[Saved entries]
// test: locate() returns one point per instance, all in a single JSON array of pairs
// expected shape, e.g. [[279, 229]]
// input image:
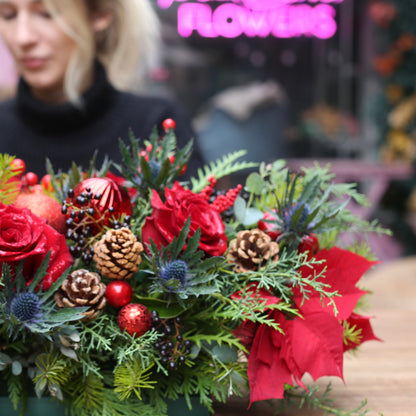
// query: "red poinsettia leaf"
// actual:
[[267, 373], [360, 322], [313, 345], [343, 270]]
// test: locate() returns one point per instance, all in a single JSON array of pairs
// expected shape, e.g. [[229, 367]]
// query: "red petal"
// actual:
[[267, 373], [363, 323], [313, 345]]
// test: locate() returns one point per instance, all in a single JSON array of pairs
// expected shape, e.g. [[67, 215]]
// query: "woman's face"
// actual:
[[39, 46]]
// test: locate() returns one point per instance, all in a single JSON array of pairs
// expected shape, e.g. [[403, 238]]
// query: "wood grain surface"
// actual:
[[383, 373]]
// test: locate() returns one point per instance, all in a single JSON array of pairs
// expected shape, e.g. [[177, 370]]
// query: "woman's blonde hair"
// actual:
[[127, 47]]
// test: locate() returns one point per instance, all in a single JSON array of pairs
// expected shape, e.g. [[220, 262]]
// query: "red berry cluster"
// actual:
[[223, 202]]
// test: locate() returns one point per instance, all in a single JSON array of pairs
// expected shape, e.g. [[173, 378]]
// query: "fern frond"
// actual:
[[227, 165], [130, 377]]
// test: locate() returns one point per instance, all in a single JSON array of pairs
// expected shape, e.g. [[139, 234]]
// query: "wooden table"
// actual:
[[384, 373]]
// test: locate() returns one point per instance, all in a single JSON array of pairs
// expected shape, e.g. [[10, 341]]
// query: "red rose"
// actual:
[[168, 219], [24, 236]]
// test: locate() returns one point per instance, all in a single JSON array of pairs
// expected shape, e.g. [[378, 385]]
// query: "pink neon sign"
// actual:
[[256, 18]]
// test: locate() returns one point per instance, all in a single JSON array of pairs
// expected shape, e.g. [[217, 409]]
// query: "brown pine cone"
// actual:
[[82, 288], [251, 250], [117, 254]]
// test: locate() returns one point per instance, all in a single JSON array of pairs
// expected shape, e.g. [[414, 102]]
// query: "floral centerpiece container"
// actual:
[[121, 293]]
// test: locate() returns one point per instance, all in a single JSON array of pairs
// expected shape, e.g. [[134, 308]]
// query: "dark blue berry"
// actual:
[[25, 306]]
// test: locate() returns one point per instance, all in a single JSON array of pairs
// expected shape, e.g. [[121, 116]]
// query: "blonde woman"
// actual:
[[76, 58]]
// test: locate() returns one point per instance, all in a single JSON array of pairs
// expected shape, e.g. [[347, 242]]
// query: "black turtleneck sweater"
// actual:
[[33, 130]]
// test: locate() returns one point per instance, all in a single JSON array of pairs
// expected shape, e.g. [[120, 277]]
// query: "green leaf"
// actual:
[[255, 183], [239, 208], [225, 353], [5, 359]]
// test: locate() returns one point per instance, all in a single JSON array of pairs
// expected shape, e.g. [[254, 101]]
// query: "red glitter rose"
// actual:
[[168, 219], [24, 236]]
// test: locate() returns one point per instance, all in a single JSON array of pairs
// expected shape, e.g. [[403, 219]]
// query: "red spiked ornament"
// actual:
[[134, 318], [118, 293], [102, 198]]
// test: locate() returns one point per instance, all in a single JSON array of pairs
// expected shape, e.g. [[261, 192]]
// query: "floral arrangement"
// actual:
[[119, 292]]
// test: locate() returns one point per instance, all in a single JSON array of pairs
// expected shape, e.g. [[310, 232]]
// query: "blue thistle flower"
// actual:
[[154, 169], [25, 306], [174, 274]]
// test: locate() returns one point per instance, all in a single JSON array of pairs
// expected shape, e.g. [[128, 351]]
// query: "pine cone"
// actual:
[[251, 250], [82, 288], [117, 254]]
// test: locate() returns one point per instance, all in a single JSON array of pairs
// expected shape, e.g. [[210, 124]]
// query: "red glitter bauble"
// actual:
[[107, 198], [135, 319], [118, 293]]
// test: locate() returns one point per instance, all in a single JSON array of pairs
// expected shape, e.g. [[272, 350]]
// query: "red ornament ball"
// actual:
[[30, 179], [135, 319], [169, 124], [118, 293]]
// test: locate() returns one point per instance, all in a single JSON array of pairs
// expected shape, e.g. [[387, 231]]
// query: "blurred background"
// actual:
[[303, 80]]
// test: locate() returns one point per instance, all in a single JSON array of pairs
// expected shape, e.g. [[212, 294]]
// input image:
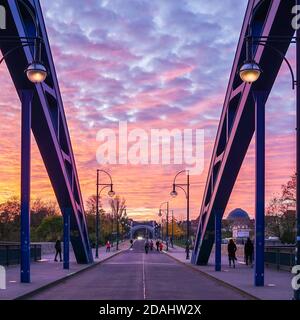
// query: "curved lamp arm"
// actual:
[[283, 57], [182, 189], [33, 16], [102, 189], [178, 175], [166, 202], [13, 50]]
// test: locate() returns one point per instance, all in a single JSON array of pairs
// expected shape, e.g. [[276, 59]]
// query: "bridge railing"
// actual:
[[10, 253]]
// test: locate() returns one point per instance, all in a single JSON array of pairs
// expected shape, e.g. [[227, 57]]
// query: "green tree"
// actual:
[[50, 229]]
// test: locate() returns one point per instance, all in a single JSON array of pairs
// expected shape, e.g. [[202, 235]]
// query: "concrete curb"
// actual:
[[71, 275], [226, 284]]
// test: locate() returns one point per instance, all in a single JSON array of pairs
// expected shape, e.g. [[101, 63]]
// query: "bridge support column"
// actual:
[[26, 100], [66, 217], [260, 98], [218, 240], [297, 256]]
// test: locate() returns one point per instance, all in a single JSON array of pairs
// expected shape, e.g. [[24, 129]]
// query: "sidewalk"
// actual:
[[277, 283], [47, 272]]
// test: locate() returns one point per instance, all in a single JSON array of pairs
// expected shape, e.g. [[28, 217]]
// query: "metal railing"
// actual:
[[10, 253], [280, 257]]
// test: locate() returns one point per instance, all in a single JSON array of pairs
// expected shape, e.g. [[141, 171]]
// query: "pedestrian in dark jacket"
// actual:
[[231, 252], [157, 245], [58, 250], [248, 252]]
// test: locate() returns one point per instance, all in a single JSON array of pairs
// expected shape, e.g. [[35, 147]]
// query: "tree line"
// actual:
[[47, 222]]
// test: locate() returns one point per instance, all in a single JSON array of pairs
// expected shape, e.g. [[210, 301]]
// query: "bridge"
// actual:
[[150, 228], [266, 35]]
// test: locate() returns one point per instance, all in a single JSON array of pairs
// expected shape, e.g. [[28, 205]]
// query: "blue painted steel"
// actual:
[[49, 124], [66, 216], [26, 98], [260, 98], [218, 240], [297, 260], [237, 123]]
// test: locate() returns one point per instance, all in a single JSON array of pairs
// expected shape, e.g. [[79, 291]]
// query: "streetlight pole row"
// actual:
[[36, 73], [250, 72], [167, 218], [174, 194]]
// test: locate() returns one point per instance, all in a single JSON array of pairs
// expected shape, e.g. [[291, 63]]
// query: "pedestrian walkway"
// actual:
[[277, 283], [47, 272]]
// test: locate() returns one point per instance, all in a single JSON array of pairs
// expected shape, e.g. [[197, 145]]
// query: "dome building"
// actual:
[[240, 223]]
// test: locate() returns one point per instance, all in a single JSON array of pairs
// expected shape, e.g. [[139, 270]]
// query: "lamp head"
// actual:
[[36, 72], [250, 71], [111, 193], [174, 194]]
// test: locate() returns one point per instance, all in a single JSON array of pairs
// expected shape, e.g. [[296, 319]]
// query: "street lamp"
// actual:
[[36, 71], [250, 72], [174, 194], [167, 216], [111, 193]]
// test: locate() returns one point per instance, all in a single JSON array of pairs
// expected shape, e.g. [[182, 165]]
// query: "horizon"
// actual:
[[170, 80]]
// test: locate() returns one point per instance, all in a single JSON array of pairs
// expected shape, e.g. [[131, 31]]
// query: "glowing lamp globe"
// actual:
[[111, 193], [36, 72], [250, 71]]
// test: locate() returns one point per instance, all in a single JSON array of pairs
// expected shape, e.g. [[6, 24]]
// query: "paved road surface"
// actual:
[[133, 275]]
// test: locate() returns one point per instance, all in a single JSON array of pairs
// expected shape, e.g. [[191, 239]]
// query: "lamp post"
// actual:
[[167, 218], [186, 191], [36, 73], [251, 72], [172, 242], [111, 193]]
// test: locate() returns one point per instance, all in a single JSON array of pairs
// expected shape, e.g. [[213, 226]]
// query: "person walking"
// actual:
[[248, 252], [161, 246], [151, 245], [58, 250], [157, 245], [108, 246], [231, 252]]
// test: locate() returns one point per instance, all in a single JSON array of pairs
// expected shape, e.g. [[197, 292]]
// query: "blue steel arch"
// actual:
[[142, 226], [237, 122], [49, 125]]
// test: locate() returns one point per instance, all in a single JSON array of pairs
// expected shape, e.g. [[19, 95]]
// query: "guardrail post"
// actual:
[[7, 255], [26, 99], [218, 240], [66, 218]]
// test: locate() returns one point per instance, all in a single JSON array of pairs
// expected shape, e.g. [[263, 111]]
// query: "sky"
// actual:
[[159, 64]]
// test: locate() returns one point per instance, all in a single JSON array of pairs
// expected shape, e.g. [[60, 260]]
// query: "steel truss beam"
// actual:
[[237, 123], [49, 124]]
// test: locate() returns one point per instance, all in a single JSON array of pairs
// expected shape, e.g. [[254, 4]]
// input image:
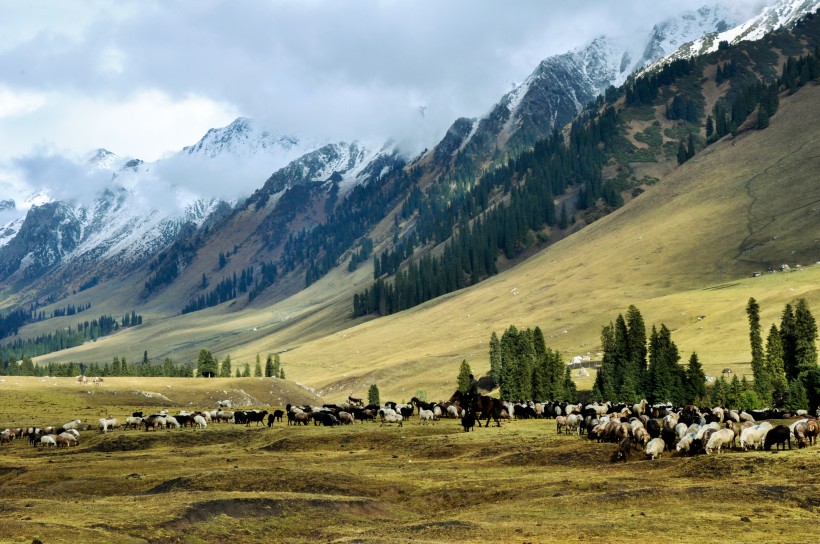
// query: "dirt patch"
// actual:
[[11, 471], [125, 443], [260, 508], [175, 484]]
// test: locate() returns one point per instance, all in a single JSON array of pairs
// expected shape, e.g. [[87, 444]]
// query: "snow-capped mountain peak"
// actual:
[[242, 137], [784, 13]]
--
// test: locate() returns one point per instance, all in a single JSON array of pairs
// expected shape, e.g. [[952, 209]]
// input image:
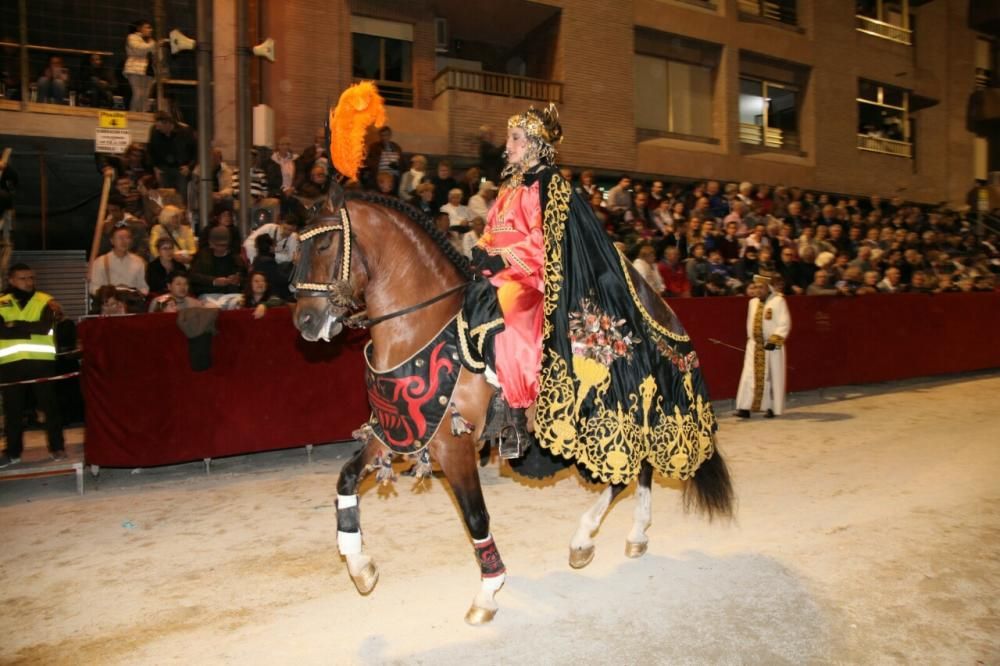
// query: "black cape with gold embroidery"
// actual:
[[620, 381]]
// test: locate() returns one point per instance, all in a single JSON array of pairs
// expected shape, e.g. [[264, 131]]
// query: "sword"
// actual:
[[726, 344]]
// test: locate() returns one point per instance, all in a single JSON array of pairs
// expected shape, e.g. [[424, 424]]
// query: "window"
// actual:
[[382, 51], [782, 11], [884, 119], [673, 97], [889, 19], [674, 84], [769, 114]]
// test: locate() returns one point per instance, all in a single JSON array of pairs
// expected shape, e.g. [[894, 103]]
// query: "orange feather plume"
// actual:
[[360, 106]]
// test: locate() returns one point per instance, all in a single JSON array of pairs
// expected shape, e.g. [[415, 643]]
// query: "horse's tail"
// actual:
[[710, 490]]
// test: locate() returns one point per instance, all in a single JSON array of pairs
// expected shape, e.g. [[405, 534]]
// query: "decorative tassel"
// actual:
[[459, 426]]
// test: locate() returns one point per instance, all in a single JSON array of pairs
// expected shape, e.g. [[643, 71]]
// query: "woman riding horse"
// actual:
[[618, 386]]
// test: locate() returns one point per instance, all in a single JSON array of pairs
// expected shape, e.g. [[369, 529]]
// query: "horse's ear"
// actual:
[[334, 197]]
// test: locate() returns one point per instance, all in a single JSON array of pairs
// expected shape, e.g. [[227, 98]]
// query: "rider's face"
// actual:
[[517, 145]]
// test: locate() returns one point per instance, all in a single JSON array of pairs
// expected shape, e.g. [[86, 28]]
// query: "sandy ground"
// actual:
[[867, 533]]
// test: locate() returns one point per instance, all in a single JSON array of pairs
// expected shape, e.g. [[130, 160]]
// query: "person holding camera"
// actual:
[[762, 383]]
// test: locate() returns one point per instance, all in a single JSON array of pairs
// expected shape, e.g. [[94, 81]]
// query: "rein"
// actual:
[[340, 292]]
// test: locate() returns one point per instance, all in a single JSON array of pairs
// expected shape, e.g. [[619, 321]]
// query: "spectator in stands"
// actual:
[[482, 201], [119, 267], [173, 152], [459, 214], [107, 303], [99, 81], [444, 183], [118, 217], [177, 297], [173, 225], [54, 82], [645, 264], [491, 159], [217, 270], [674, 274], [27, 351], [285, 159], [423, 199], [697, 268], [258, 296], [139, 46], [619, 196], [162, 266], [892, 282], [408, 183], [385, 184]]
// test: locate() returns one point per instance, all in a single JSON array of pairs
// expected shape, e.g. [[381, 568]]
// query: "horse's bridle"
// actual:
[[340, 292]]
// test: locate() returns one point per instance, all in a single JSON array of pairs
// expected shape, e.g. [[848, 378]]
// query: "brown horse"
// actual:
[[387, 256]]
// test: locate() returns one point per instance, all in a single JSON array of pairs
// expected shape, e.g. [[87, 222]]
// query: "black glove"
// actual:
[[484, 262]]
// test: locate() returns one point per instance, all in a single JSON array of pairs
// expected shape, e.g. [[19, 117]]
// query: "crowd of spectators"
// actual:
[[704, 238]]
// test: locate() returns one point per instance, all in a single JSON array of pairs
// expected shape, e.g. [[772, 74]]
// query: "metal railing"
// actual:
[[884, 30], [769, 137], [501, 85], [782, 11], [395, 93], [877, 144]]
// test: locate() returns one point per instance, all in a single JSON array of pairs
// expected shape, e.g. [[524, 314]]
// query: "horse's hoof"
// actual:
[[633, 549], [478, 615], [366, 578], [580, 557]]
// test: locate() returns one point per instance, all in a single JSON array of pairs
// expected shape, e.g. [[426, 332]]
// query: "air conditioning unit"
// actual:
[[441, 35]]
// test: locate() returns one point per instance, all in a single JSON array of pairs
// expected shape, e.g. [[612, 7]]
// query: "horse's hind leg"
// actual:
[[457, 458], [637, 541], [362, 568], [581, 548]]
--
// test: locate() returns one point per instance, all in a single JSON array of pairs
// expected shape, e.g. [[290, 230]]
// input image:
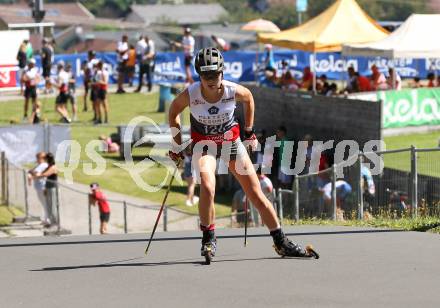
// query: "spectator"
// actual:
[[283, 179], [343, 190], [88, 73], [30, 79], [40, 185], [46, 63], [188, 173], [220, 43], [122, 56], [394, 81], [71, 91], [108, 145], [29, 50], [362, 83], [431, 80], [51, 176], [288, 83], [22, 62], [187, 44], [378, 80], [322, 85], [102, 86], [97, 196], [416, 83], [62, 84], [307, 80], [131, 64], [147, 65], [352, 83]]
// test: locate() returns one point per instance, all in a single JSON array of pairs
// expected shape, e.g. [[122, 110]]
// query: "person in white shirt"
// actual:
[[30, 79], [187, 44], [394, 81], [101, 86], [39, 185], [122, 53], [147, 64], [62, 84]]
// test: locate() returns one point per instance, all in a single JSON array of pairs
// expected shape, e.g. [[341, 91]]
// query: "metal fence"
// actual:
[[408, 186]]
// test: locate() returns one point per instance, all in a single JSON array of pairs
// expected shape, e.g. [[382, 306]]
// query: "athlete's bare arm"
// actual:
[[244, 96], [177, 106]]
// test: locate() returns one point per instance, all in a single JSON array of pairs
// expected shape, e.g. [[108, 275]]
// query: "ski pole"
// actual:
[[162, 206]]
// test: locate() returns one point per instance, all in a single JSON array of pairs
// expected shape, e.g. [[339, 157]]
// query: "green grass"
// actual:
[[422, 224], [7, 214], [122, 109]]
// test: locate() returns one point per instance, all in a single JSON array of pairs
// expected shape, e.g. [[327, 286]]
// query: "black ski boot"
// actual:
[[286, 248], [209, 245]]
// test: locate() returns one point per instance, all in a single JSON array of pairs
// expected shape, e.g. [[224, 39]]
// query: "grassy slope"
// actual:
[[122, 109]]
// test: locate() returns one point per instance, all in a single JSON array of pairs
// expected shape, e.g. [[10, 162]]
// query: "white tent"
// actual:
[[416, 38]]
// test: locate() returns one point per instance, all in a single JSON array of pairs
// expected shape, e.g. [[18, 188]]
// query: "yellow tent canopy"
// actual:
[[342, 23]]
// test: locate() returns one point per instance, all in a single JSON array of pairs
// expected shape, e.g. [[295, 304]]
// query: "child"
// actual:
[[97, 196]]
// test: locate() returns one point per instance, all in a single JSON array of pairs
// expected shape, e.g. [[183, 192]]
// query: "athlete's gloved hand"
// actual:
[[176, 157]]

**What needs to be done:**
Copy out every line of the entries where the string "post" shows up.

**Result of the exercise:**
// query: "lamp post"
// query: "guardrail post"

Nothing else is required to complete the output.